__Exercise 1__
Write out the Weezer album review from "Weezer brought in" up to and including "the other tracks.".
__Exercise 2__
Take up the review of Weezer's "OK Human" after its final sentence and keep writing it.

__Passage to read__
────────

Weezer – “OK Human” Review
A new Weezer album is here—and it is not named after a color.
It’s been two years since Weezer’s last album, “Weezer (The Black Album),” and it was… not good. “OK Human” is… better.
“OK Human” is on the shorter side at only 30 minutes with 12 tracks in total. Rivers Cuomo (lead vocals), Brian Bell (guitar/keyboard), Patrick Wilson (drums) and Scott Shriner (bass guitar) are the ones that made the album possible.
The record was supposed to arrive earlier, but because of the COVID-19 pandemic, it was delayed. The band wanted to be as safe as possible. Another album is expected in the coming months.
Weezer brought in an entire orchestra to create this album. They have not done anything like this before, so they completely changed the game. As such, the listening experience is unlike anything listeners have heard from Weezer. “Grapes of Wrath,” “Numbers” and “Bird with a Broken Wing” are notably more orchestra-y than the other tracks.
Each song is soft and has a sweet, downhearted flow. The transitions from one song to another are immaculate. Weezer still sounds like Weezer, they’re just using violins and cellos this time around.
It’s still a pop-rock album but with a twist. This album almost sounds like a farewell, though nothing has been said about this by the band.
“OK Human” contains some of their catchiest songs, though nothing compares to previous classics like “Island in the Sun” and “Say It Ain’t So.”

────────

__Extracted information__
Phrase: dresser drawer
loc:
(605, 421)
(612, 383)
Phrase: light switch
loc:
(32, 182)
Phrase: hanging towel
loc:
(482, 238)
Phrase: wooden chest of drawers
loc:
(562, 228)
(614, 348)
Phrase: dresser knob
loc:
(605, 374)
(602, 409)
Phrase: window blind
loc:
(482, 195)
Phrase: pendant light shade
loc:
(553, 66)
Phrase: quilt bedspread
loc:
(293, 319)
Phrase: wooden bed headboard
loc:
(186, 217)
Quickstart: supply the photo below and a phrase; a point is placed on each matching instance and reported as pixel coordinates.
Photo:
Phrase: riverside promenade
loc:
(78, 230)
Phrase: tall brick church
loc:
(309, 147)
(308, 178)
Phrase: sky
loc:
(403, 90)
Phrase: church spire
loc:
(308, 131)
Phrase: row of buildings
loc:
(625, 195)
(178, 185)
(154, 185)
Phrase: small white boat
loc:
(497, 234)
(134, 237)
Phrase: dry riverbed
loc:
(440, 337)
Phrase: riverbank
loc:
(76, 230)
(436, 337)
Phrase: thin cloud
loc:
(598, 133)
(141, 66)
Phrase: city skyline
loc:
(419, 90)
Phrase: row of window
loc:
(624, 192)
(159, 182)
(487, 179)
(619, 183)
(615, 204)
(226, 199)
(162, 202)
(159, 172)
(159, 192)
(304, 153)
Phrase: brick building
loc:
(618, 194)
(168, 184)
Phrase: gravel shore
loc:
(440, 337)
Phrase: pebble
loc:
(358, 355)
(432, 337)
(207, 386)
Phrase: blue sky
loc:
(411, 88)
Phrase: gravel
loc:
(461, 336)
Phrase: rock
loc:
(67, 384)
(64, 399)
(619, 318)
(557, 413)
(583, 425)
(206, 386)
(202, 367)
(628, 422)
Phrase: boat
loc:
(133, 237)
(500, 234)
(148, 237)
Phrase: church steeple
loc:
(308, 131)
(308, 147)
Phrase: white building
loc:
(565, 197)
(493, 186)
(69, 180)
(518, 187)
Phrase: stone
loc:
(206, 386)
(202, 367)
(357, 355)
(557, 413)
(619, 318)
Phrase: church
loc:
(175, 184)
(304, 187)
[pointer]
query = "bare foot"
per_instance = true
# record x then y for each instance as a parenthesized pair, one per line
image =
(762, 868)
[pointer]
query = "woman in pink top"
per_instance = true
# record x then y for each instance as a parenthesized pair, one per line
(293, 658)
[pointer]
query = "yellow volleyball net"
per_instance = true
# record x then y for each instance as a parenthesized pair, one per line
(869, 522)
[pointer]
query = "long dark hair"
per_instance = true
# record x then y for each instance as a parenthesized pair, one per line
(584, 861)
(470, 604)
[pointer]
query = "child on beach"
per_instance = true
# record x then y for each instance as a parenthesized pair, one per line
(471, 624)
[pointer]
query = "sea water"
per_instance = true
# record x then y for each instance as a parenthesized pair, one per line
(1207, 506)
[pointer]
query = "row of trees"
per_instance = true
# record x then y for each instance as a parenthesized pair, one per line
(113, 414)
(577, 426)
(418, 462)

────────

__Answer 1__
Weezer brought in an entire orchestra to create this album. They have not done anything like this before, so they completely changed the game. As such, the listening experience is unlike anything listeners have heard from Weezer. “Grapes of Wrath,” “Numbers” and “Bird with a Broken Wing” are notably more orchestra-y than the other tracks.

__Answer 2__
It would not be a proper Weezer album without cheesy, poorly rhymed lyrics. In the first song, “All My Favorite Songs,” the words mad, bad and sad are rhymed together. Cuomo sings, “All my favorite people make me mad/Everything that feels so good is bad, bad, bad/All my favorite songs are slow and sad.” A kindergartener could write a haiku better than this.
Weezer does deserve some kudos for being more vulnerable than normal, though. Cuomo writes most—if not all—of the songs. But these potentially amazing moments of authenticity are diminished by soupy lines and spotty vocals.
Cuomo usually has an on-pitch voice that never fails to go extremely high or extremely low, but a close listen reveals the tiny flukes throughout the album, especially in the song “Playing My Piano.”
“OK Human” is not the best album, but it’s something new and is better than the recent things Weezer fans have heard. The effort is noticeable, and people want to hear more. Orchestra pop rock? Bring it on, Weezer.
Reviewer’s Favorite Songs: “Here Comes the Rain” and “Aloo Gobi”
Reviewer’s Least Favorite Songs: “All My Favorite Songs” and “Playing My Piano”
Emily McGlynn is a freshman majoring in broadcast journalism. To contact her, email firstname.lastname@example.org.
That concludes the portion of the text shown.